(Stored data)
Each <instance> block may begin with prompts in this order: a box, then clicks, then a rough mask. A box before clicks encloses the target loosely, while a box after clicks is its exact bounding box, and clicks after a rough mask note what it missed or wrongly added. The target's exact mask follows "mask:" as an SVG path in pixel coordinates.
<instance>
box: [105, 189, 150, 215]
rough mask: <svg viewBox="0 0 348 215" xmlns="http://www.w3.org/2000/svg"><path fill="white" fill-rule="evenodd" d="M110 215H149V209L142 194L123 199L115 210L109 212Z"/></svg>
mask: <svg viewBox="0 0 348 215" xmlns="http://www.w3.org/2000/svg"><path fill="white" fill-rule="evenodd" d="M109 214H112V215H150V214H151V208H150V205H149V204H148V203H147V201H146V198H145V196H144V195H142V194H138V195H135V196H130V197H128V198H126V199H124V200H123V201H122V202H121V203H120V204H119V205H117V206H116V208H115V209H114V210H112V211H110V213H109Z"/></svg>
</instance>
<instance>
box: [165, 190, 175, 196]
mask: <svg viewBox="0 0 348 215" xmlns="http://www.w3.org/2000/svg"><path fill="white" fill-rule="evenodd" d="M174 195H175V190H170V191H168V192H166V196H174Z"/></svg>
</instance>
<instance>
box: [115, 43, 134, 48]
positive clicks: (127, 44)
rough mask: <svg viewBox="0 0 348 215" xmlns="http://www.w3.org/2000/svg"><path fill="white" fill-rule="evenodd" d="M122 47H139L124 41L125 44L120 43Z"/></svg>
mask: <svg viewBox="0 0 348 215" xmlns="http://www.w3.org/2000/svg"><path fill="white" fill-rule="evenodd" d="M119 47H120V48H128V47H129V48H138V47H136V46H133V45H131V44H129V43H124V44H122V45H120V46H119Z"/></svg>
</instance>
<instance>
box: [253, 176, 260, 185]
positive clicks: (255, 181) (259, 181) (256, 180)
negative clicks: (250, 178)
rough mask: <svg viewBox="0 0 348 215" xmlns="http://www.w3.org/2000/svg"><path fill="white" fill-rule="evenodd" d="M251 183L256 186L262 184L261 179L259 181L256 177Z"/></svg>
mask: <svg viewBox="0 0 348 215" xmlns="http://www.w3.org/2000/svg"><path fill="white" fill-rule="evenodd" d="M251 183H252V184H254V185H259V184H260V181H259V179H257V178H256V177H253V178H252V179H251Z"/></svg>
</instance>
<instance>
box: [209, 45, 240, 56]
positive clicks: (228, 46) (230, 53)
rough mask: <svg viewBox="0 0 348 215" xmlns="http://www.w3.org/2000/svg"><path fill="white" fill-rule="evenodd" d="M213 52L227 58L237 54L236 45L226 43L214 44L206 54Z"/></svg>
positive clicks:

==

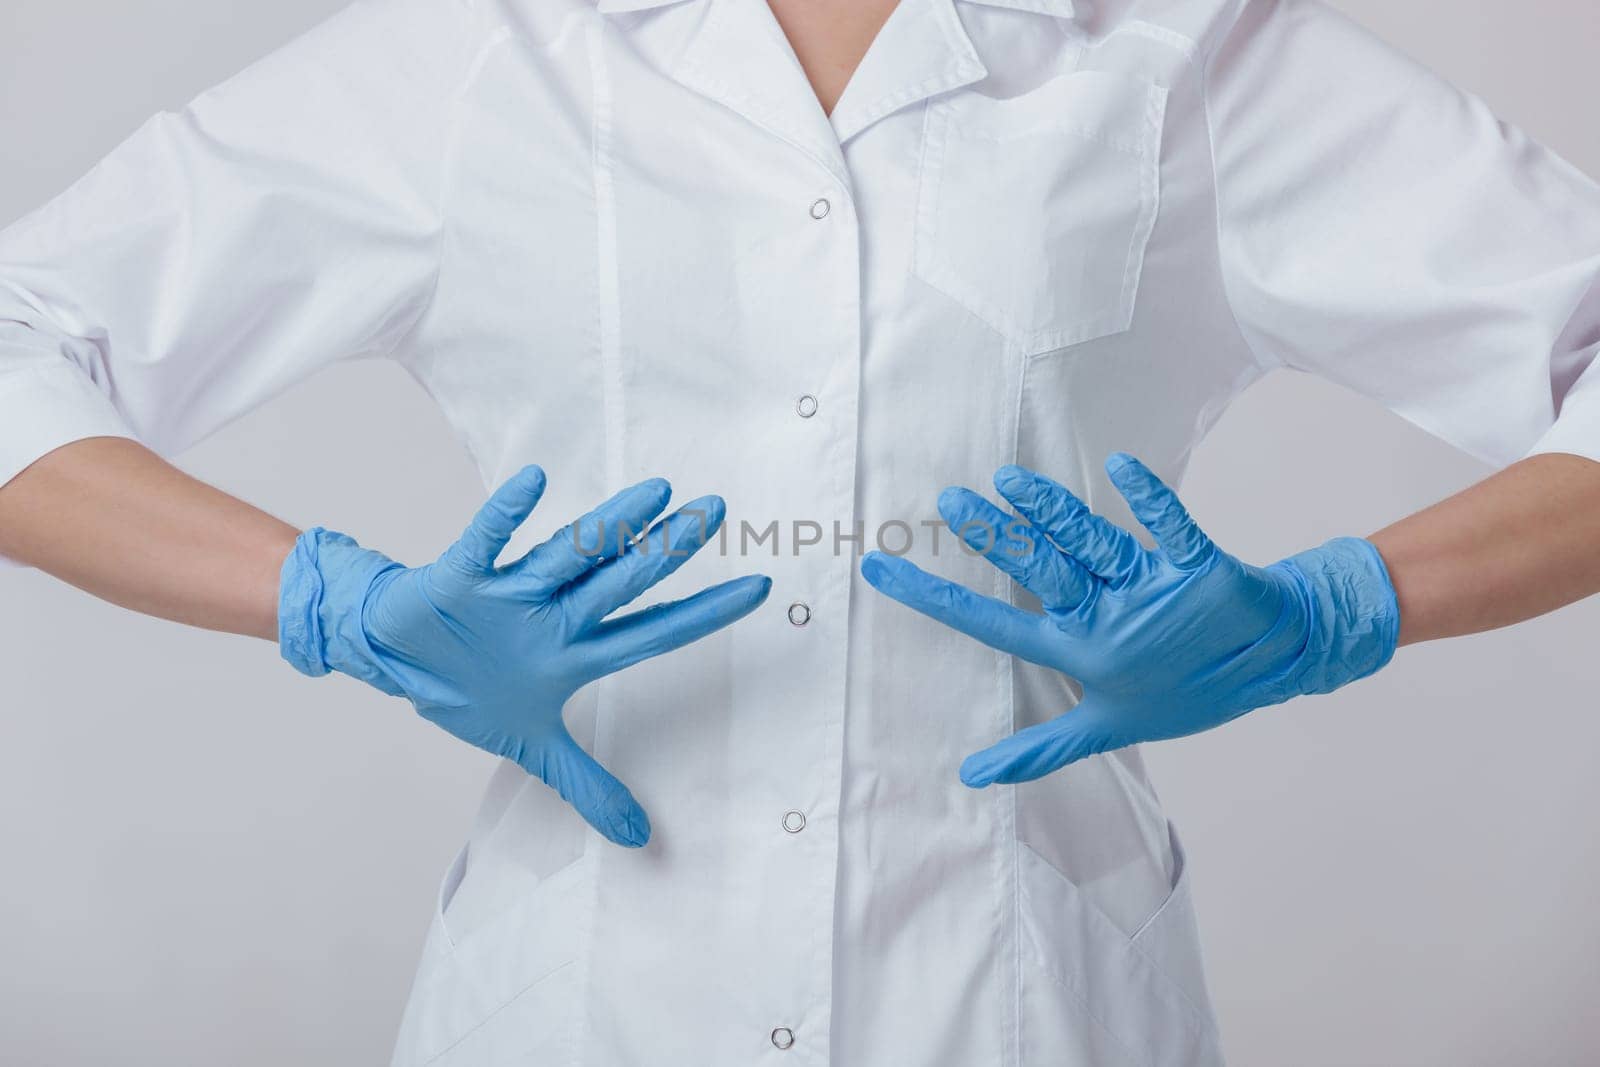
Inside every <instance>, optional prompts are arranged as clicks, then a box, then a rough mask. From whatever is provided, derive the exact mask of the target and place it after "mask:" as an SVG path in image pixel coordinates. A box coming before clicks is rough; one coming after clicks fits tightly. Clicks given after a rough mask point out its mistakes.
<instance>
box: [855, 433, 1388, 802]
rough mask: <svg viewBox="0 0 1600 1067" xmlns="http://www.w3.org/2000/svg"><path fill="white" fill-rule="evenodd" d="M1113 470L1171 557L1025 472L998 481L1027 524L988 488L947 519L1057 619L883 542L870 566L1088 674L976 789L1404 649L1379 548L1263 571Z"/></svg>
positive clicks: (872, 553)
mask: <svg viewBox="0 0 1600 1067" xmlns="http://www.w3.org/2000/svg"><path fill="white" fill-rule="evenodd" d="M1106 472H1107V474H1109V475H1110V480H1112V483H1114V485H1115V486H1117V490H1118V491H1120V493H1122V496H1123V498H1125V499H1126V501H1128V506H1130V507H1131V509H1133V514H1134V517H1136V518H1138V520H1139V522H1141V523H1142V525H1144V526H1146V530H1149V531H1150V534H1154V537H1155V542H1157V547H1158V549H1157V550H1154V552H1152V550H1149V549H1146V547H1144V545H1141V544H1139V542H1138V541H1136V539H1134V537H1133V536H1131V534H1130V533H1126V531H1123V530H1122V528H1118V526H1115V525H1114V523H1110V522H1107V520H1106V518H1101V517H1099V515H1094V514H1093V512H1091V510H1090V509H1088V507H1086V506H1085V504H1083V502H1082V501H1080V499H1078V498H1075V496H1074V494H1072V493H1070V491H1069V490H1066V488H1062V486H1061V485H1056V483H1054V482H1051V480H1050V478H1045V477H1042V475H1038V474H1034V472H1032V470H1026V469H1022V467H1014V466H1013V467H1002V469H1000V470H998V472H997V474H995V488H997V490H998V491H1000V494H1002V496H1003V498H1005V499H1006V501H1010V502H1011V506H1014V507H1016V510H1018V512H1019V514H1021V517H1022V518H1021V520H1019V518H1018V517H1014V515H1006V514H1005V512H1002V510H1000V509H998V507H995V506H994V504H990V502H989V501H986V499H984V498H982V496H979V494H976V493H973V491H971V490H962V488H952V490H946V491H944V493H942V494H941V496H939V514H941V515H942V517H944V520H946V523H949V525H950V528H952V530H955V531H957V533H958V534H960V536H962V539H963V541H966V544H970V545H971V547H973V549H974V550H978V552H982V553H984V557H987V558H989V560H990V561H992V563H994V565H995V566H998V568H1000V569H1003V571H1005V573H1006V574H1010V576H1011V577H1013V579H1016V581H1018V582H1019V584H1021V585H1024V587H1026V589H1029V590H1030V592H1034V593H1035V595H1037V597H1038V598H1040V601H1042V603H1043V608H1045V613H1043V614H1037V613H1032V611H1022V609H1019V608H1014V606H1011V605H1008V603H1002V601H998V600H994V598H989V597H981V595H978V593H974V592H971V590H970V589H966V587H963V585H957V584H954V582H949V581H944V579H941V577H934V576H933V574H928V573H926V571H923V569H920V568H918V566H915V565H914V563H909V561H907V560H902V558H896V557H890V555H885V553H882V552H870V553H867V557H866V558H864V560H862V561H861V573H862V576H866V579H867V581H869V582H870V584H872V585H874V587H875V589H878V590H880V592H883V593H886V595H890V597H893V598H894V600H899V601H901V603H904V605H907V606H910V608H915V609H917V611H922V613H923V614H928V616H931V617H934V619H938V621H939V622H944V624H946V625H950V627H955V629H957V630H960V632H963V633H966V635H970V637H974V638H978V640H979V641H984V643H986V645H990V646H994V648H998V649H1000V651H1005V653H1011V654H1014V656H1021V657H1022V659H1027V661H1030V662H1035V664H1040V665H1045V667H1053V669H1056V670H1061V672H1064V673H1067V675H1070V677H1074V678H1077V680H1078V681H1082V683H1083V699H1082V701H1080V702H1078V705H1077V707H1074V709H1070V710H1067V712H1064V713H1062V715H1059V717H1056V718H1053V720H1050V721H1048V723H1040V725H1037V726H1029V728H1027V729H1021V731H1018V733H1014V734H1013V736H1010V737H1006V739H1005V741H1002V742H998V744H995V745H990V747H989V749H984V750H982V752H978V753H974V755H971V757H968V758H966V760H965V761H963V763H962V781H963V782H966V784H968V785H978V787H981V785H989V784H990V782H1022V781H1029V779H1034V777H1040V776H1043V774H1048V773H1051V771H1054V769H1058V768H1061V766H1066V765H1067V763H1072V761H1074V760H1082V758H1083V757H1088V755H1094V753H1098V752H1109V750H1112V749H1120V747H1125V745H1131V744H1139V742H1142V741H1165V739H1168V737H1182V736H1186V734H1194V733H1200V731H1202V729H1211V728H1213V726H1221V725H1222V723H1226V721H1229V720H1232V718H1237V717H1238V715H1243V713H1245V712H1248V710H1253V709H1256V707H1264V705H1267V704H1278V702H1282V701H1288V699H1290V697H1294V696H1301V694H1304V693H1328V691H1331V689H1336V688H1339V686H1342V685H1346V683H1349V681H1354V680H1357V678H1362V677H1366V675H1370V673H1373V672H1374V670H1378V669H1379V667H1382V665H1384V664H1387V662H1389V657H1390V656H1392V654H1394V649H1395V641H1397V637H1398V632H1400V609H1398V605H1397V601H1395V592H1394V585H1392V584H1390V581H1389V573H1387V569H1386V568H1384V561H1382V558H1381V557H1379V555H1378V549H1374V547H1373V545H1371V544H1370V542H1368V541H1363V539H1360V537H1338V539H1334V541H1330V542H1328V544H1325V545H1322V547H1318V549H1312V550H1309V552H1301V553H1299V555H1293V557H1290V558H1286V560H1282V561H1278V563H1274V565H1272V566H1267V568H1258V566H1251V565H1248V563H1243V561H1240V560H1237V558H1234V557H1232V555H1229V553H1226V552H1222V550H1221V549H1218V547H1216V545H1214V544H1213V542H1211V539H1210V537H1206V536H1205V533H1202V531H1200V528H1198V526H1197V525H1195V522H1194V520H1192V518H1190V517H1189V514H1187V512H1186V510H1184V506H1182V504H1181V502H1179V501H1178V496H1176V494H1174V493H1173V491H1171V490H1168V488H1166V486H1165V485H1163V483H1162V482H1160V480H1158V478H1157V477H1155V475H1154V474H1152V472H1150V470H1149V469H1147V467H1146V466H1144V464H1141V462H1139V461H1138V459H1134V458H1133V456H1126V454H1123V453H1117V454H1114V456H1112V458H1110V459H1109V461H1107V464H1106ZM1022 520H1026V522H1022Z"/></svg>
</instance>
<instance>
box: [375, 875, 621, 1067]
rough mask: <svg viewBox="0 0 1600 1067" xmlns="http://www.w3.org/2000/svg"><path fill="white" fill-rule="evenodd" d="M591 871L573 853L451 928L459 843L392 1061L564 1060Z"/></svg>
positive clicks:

Work task = Output as a numbered list the lines starting with the line that contains "Each <instance> block" and going on through the line that contains "215H149V209L142 194L123 199L115", leaving out any blank lines.

Problem solution =
1. Each <instance> block may begin with prompts in this order: a box, then clicks, then a rough mask. A box before clicks encloses the target loosely, while a box after clicks is its exact bounding box, and clicks after a rough mask note what it missed or wrongly added. The target's exact mask follows "mask:" as an SVG path in pixel coordinates.
2. <instance>
3. box: [105, 189, 150, 215]
4. rough mask: <svg viewBox="0 0 348 215" xmlns="http://www.w3.org/2000/svg"><path fill="white" fill-rule="evenodd" d="M110 215H149V209L142 194L123 199L115 210L109 212Z"/></svg>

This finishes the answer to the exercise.